» **Direction**
Can you put the lines of the material into a JSON list of strings, one string per line with blank lines left out, starting at the line that contains "Please locate the ruffled" and stopping after the line that contains "Please locate the white yard"? Include only those lines.

[Records from a data collection]

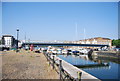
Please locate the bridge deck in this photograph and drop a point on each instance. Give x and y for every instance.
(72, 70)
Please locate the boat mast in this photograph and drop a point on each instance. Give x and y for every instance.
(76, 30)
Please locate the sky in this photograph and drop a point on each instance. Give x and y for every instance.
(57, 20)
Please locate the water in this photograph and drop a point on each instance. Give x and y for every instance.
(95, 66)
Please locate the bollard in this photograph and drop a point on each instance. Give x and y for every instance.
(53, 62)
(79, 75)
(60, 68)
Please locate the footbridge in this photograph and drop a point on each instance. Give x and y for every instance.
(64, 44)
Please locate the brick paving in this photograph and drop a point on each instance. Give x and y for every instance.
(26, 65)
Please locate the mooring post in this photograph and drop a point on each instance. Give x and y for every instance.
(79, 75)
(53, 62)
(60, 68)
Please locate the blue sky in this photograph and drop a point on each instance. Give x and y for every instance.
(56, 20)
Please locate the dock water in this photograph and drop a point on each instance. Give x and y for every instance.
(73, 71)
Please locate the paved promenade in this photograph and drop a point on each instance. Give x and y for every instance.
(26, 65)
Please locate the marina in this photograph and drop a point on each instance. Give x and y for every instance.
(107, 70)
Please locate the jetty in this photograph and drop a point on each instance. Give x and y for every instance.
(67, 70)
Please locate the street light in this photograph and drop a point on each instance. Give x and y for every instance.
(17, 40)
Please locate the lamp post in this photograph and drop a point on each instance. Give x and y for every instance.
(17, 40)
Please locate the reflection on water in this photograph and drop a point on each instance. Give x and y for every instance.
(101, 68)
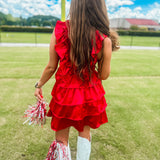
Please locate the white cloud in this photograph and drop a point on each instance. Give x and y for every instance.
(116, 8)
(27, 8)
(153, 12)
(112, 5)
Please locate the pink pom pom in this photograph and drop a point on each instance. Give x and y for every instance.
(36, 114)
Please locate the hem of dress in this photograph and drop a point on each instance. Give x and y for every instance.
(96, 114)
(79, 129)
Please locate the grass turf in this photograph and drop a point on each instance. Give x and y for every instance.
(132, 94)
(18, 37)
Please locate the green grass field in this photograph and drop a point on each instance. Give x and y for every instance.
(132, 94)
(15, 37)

...

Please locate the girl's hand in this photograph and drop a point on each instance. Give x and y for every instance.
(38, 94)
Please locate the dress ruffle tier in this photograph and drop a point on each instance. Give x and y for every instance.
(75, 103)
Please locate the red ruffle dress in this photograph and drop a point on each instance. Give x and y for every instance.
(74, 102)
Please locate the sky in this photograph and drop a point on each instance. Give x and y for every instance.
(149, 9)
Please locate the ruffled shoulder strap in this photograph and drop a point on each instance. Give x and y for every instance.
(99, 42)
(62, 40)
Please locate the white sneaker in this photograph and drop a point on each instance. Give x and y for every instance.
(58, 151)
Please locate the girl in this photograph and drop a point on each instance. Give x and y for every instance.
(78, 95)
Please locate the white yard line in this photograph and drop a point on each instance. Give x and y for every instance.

...

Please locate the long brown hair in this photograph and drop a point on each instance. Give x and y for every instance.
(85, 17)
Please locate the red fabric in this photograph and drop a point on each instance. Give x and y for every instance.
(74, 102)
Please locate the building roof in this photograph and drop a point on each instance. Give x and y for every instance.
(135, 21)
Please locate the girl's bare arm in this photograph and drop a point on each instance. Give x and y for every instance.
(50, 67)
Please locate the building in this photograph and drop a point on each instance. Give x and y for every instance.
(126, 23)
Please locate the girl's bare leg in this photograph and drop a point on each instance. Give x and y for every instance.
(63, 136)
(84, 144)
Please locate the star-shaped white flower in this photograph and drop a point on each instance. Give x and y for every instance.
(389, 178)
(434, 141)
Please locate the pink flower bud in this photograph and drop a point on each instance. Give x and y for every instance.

» **Response to the task**
[
  "Please locate the ruffled shoulder strap in this photograph and drop a point on each instance. Give x and y for every instance.",
  "(99, 42)",
  "(62, 40)",
  "Please locate the white sneaker in this photograph and drop a point on each instance. Give x and y for every instance.",
  "(58, 151)",
  "Please locate the girl in this photograph and drop a point on each instance. Give x and y for every instance.",
  "(78, 95)",
  "Please locate the white yard line in this photograph and drop a point on each instance. Give x and y for every instance."
]